• [YOUR TASK] Only an exact copy of the records, from the line with "Find the sandstone" through the last line, is wanted.

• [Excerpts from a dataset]
*** Begin section ***

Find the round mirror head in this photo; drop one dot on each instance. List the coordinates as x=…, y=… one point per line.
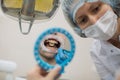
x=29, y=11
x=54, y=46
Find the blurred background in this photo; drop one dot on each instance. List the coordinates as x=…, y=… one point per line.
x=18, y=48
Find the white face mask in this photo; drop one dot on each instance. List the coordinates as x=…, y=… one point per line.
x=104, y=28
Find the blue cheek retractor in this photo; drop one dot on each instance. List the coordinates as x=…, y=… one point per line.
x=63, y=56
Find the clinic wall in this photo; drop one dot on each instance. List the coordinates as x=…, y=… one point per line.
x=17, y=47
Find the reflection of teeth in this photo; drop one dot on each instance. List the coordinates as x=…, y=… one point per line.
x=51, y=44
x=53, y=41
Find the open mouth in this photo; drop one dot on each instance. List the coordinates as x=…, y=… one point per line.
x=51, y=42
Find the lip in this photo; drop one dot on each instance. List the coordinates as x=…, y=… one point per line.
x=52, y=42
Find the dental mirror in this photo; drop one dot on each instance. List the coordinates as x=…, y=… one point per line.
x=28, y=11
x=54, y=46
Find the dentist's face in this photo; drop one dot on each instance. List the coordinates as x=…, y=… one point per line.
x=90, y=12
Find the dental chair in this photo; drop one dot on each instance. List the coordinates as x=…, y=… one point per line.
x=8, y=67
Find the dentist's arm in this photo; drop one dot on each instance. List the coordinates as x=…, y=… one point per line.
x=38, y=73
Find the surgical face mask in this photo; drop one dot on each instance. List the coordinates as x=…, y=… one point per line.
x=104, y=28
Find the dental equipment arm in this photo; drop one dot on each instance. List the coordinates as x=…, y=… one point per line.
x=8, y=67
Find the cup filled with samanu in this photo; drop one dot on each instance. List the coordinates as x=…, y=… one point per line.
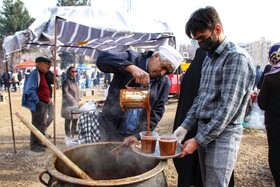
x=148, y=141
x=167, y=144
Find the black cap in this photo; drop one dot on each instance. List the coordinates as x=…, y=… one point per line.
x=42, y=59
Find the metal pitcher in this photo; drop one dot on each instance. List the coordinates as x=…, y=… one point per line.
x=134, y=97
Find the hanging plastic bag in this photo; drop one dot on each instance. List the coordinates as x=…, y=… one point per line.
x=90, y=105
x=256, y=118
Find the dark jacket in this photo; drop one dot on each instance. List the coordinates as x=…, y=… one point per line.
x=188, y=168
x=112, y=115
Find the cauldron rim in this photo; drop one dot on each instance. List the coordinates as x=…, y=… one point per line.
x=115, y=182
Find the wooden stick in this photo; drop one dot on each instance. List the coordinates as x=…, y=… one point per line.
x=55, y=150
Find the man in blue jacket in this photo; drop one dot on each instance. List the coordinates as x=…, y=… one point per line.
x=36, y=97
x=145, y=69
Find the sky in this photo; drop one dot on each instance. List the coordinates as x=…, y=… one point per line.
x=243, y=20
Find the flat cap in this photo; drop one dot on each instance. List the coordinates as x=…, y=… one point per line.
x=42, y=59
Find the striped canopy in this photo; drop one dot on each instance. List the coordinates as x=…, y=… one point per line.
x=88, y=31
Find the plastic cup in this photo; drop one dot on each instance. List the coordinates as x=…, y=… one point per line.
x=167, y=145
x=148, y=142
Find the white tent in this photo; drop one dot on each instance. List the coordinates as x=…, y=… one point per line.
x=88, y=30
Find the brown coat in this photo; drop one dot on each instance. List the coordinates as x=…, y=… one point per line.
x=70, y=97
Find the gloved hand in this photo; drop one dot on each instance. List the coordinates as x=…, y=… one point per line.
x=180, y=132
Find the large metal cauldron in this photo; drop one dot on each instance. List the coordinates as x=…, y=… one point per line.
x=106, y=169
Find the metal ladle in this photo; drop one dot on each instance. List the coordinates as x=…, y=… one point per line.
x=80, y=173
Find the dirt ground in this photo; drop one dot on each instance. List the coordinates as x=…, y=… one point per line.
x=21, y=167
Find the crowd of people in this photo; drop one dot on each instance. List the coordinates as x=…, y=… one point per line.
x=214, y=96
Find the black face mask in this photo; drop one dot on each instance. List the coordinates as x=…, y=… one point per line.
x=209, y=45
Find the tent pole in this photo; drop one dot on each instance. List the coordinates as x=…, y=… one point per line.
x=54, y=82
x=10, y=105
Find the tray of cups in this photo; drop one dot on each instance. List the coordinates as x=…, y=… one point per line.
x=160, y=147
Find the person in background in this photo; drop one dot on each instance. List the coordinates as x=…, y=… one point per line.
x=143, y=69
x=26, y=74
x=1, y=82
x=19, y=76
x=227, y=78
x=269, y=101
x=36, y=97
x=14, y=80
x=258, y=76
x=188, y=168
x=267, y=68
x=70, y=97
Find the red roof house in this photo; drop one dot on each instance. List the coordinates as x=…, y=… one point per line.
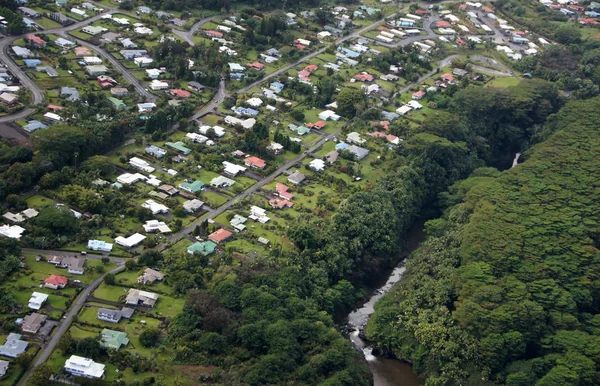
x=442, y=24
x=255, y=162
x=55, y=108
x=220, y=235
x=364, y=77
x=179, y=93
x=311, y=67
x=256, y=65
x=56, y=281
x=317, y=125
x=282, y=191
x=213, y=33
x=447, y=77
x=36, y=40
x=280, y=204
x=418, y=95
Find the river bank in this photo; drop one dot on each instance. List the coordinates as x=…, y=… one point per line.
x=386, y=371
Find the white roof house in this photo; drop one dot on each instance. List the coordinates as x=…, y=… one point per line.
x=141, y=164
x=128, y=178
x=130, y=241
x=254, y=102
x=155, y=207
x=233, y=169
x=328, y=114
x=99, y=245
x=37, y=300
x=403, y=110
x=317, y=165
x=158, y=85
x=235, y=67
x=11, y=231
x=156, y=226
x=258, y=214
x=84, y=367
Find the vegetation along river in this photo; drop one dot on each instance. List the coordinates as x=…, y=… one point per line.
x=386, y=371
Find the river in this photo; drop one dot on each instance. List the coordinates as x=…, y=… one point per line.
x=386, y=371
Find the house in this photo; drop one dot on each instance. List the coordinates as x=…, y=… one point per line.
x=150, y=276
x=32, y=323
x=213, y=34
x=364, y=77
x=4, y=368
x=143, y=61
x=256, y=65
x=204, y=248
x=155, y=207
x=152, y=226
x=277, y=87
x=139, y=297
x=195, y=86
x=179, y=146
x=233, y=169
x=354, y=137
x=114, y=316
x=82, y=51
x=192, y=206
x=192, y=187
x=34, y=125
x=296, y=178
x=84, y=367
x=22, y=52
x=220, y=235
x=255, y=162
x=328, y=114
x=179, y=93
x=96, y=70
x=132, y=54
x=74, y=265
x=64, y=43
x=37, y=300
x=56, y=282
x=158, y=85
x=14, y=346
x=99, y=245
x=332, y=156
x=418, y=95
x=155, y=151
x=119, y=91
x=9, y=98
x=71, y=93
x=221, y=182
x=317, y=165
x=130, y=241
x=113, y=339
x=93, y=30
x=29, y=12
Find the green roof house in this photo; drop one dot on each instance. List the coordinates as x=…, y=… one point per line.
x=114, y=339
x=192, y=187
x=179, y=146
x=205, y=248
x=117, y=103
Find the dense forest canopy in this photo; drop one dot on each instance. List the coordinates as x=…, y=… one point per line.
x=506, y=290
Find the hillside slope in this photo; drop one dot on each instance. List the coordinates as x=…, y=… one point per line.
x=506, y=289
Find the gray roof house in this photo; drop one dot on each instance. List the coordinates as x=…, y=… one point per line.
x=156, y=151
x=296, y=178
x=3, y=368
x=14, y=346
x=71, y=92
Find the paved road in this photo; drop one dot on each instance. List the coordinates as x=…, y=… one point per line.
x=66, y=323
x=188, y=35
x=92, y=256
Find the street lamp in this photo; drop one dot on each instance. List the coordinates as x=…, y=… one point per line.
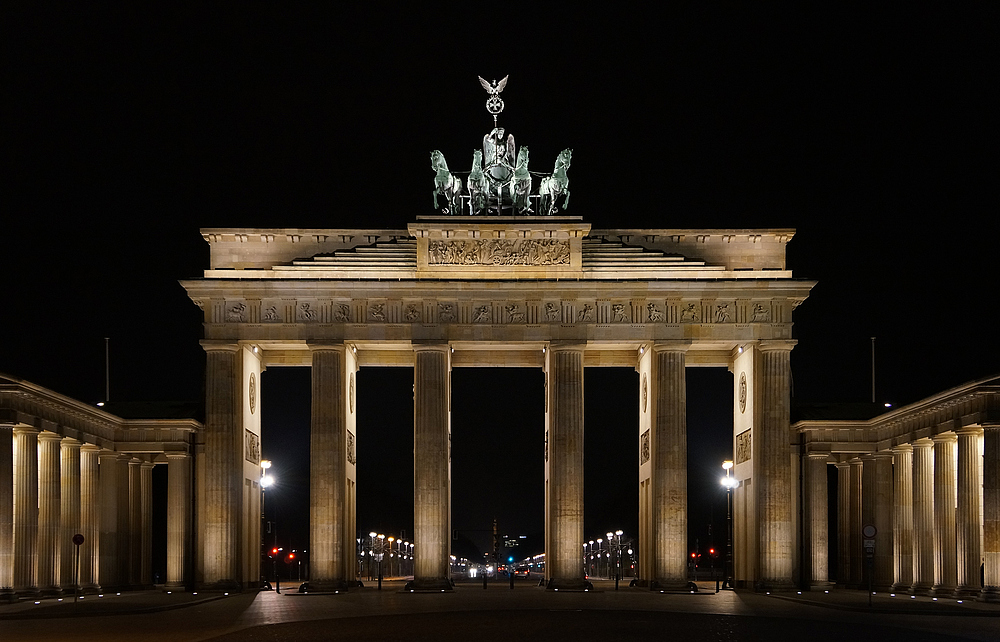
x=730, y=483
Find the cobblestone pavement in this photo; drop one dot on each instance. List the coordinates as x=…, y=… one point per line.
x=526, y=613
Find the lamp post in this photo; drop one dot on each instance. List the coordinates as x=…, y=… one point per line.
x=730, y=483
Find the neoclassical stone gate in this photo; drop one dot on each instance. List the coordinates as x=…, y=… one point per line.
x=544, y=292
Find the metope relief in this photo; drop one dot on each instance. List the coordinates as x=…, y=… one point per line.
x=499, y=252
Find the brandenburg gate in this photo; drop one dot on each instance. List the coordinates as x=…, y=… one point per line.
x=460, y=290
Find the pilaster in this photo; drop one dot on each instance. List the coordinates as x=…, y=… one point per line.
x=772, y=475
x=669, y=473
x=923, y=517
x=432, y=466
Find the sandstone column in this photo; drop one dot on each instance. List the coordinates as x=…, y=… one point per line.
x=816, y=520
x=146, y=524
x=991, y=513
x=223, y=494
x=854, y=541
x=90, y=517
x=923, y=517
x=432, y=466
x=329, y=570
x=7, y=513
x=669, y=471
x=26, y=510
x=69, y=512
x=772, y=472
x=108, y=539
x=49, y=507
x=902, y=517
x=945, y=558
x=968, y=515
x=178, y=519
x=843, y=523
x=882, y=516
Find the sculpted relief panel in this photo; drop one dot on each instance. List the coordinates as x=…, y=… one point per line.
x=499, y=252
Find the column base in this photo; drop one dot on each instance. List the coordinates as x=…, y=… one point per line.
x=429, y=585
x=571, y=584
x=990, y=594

*** End section ***

• [RESPONSE TO THE EXERCISE]
Find the sandstone column in this photo; drop one dot on each instance. List the coordinates as x=…, y=… one point per line.
x=816, y=520
x=146, y=524
x=991, y=513
x=223, y=494
x=854, y=541
x=90, y=517
x=923, y=517
x=432, y=466
x=329, y=570
x=7, y=513
x=669, y=471
x=26, y=510
x=69, y=512
x=772, y=472
x=108, y=539
x=49, y=507
x=902, y=517
x=945, y=558
x=968, y=515
x=178, y=519
x=843, y=523
x=882, y=516
Find the sculpted relief panel in this photo; drop one dot on each instance. List the coordinates as x=…, y=… one point per line.
x=499, y=252
Find the column base in this photo; drop one dot on each instance. List the coordinates as x=…, y=… one point per line.
x=429, y=585
x=571, y=584
x=990, y=594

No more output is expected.